= Task directions =
Set down all of the data exactly as it appears.

Data records
┌────────

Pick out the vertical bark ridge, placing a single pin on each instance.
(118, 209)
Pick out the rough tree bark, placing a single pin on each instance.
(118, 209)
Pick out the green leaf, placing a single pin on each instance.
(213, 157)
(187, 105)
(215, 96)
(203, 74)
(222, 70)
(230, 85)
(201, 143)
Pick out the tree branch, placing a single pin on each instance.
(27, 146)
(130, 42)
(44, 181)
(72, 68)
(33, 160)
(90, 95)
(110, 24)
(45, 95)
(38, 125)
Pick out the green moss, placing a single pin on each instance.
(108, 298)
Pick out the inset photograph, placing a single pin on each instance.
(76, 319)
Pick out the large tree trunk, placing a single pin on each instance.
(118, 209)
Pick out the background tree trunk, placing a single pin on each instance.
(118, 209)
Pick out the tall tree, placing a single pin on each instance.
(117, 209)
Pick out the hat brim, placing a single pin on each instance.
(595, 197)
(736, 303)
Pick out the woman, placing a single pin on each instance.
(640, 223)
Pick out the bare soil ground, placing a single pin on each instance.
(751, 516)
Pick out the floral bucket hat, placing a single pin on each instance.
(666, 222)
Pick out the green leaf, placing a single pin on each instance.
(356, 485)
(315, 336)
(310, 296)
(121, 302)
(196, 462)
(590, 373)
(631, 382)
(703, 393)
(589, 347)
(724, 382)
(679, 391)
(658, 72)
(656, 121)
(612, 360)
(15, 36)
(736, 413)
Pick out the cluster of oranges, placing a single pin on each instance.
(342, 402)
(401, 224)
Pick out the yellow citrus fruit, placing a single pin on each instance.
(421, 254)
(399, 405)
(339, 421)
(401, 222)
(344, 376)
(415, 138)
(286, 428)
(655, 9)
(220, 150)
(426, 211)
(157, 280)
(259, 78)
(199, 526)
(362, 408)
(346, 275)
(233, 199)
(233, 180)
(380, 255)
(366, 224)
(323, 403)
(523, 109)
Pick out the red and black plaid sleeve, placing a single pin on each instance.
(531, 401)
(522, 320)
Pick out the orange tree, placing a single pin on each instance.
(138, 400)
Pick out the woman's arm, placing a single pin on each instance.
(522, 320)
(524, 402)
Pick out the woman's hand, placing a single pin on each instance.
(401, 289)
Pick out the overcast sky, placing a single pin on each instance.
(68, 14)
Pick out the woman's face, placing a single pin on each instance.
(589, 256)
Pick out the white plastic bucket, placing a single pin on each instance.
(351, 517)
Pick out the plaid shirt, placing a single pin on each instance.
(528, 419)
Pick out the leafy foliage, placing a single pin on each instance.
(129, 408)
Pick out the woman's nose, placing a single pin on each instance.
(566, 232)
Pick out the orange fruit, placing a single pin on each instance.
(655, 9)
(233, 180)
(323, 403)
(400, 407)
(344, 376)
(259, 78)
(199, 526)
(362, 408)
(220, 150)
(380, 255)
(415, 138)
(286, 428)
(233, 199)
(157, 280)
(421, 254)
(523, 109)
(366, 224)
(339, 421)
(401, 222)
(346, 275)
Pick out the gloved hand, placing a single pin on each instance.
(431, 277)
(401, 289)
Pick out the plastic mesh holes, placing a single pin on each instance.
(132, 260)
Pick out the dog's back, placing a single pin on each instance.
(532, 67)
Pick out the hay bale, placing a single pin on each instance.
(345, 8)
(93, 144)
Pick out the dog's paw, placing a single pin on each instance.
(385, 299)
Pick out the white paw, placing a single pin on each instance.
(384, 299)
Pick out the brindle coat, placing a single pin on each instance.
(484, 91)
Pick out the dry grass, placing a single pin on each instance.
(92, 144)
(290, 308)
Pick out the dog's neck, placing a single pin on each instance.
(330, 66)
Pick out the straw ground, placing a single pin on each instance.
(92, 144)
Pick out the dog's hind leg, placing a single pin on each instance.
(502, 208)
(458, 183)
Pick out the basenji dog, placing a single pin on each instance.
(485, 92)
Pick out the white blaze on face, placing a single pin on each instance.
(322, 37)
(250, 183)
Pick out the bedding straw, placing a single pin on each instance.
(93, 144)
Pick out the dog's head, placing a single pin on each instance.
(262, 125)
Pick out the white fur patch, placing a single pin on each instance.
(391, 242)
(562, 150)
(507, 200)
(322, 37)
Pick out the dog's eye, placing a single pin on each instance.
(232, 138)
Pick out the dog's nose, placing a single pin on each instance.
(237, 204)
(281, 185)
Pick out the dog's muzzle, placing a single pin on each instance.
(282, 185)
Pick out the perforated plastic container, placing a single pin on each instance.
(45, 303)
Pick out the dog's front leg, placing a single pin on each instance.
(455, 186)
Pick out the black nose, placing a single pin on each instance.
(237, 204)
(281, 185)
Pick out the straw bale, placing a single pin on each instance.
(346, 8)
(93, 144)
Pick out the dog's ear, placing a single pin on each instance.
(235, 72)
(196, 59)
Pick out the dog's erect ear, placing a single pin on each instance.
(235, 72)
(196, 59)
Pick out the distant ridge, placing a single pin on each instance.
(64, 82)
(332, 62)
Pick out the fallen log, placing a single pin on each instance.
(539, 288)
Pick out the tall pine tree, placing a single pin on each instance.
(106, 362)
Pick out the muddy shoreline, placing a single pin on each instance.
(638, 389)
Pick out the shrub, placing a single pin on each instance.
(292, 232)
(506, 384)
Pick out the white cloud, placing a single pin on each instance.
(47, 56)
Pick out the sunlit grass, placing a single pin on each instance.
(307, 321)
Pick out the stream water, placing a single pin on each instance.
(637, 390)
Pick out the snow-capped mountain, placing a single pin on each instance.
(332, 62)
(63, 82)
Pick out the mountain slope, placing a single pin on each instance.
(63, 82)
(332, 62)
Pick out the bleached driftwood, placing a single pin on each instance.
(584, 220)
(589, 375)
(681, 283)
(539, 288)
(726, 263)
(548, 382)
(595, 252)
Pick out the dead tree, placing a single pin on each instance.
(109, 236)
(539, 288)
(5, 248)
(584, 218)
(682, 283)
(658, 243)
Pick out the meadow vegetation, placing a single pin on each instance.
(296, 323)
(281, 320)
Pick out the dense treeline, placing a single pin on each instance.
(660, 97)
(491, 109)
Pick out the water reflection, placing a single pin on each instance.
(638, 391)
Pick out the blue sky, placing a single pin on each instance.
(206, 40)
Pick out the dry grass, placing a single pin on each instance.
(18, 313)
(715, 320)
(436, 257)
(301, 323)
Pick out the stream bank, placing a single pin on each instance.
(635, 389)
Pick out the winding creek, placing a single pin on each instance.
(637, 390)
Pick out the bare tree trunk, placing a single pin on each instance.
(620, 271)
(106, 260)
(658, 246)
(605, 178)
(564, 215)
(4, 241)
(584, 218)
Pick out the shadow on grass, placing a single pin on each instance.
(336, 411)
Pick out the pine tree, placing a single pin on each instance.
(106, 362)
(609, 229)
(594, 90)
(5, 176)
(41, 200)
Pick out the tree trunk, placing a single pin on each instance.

└────────

= Reply =
Pick out the vertical bark ridge, placing a single pin on each instance.
(118, 209)
Pick out the rough tree bark, placing a single pin on each instance.
(118, 209)
Pick out the green leaf, placing a single pin on each instance.
(213, 157)
(187, 105)
(215, 96)
(203, 74)
(222, 70)
(230, 85)
(201, 143)
Pick out the tree branch, placing a single pin on each instance.
(27, 146)
(130, 42)
(44, 181)
(72, 68)
(33, 160)
(90, 95)
(110, 24)
(45, 95)
(38, 125)
Pick out the green moss, placing a single pin on each instance.
(108, 298)
Pick out the inset photograph, placing a single pin on each instance.
(76, 319)
Pick out the large tree trunk, placing a single pin on each instance.
(118, 209)
Pick out the background tree trunk, placing a single pin on each instance.
(118, 209)
Pick out the tall tree, placing a single pin on each instance.
(117, 209)
Pick out the hat brim, placing a single pin on each instance.
(595, 197)
(736, 303)
Pick out the woman, placing a single pin on each instance.
(640, 223)
Pick out the bare soil ground, placing a single pin on each instance.
(751, 516)
Pick out the floral bucket hat, placing a single pin on each instance.
(666, 222)
Pick out the green leaf, placing a single pin on each instance.
(356, 485)
(315, 336)
(310, 296)
(121, 302)
(196, 462)
(590, 373)
(631, 382)
(703, 393)
(589, 347)
(724, 382)
(679, 391)
(658, 72)
(656, 121)
(612, 360)
(15, 36)
(736, 413)
Pick out the cluster of oranges, placing a single pin on each instance.
(342, 402)
(401, 224)
Pick out the yellow citrus fruit, placing a single pin on each instance.
(421, 254)
(399, 405)
(339, 421)
(401, 222)
(344, 376)
(415, 138)
(286, 428)
(655, 9)
(220, 150)
(426, 211)
(157, 280)
(259, 78)
(199, 526)
(362, 408)
(346, 275)
(233, 199)
(233, 180)
(380, 255)
(366, 224)
(323, 403)
(523, 109)
Pick out the red and black plaid sleeve, placing a single pin on each instance.
(531, 401)
(522, 320)
Pick out the orange tree, placing a single pin on each instance.
(138, 400)
Pick out the woman's arm, placing a single pin on each instance.
(522, 320)
(524, 402)
Pick out the woman's hand, placing a single pin on each instance.
(401, 289)
Pick out the overcast sky, placing a single pin on each instance.
(68, 14)
Pick out the woman's face, placing a single pin on each instance.
(589, 256)
Pick out the white plastic bucket, placing a single pin on each instance.
(351, 517)
Pick out the plaid shirt, placing a single pin on each instance.
(528, 419)
Pick out the leafy foliage, placing a single pin on each instance.
(129, 408)
Pick out the woman's nose, placing a single pin on each instance.
(566, 232)
Pick out the orange fruit, placing a single pin on each instance.
(655, 9)
(233, 180)
(323, 403)
(400, 407)
(344, 376)
(259, 78)
(199, 526)
(362, 408)
(220, 150)
(380, 255)
(415, 138)
(286, 428)
(233, 199)
(157, 280)
(421, 254)
(523, 109)
(366, 224)
(339, 421)
(401, 222)
(346, 275)
Pick out the gloved hand, placing a single pin on each instance.
(431, 277)
(401, 289)
Pick out the plastic mesh holes, placing a single pin on each instance.
(132, 260)
Pick out the dog's back, placing a single pin on each instance.
(532, 67)
Pick out the hay bale, placing a single pin on each instance.
(345, 8)
(93, 144)
Pick out the dog's paw, placing a single pin on each instance.
(385, 299)
Pick out the white paw, placing a single pin on each instance.
(384, 299)
Pick out the brindle coat, placing a single pin on each instance.
(484, 91)
Pick out the dry grass, placing a single pin on each instance.
(92, 144)
(290, 308)
Pick out the dog's neck, placing a single pin on each instance.
(330, 66)
Pick out the straw ground, placing a single pin on each instance.
(92, 144)
Pick out the dog's hind leg, placing a single pin on each instance.
(502, 208)
(458, 183)
Pick out the basenji dog, placing a single pin on each instance.
(485, 92)
Pick out the white blaze on face, placing a single pin on each instance.
(322, 37)
(250, 183)
Pick out the bedding straw, placing a single pin on each instance.
(93, 144)
Pick out the dog's head, placing a single pin on each instance.
(262, 125)
Pick out the white fur patch, placing a single pin on each instance.
(391, 242)
(562, 150)
(507, 200)
(322, 37)
Pick out the dog's eye, placing a single pin on each instance.
(232, 138)
Pick out the dog's nose, placing a single pin on each instance.
(237, 204)
(281, 185)
Pick out the dog's muzzle, placing a single pin on each instance.
(282, 185)
Pick out the perforated plastic container, placing a single pin on each instance.
(45, 303)
Pick out the dog's front leg, placing a single pin on each instance.
(455, 186)
Pick out the black nose, placing a single pin on each instance.
(237, 204)
(281, 185)
Pick out the straw bale, placing a single pin on each instance.
(346, 8)
(93, 144)
Pick out the dog's ear, placing a single pin on each instance.
(235, 72)
(196, 59)
Pick out the dog's erect ear, placing a single pin on each instance.
(235, 72)
(196, 59)
Pick out the distant ridge, placing a single pin on each instance.
(64, 82)
(332, 62)
Pick out the fallen log, placing a single pin on each instance.
(539, 288)
Pick out the tall pine tree, placing a single pin on each instance.
(106, 362)
Pick out the muddy shoreline, placing a single pin on each instance.
(638, 389)
Pick out the shrub, placing a single pin on each instance.
(292, 232)
(506, 384)
Pick out the white cloud, placing a single pin on each instance.
(47, 56)
Pick out the sunlit grass, placing a single pin on each instance.
(307, 321)
Pick out the stream water, placing a single pin on each instance.
(637, 390)
Pick out the snow-capped mountain, placing a single pin on each instance.
(332, 62)
(63, 82)
Pick out the mountain slope, placing a single pin on each instance.
(63, 82)
(332, 62)
Pick out the bleached driftwood, placing a single pin on each instance.
(584, 220)
(589, 375)
(681, 283)
(539, 288)
(726, 263)
(548, 382)
(595, 252)
Pick out the dead tree, placing a single pin on each instance.
(109, 236)
(539, 288)
(5, 248)
(584, 218)
(682, 283)
(658, 243)
Pick out the meadow vegetation, placing a single pin on each instance.
(296, 323)
(281, 320)
Pick out the dense treeline, placing a single pin on each instance.
(660, 97)
(491, 109)
Pick out the water reflection, placing a single pin on each instance.
(638, 391)
Pick out the blue sky, placing a single pin on each instance.
(206, 40)
Pick out the dry grass, placing a single pin on each instance.
(18, 313)
(715, 320)
(436, 257)
(301, 323)
Pick out the stream bank, placing a single pin on each instance.
(635, 389)
Pick out the winding creek, placing a single pin on each instance.
(637, 390)
Pick out the bare tree trunk, placing a single pin on each instance.
(620, 271)
(106, 260)
(658, 246)
(605, 178)
(564, 215)
(4, 241)
(584, 218)
Pick out the shadow on grass, placing a single pin on each instance.
(336, 411)
Pick out the pine tree, placing a single pin on each instance.
(106, 362)
(609, 229)
(594, 90)
(5, 176)
(41, 200)
Pick out the tree trunk, placing a single pin on each instance.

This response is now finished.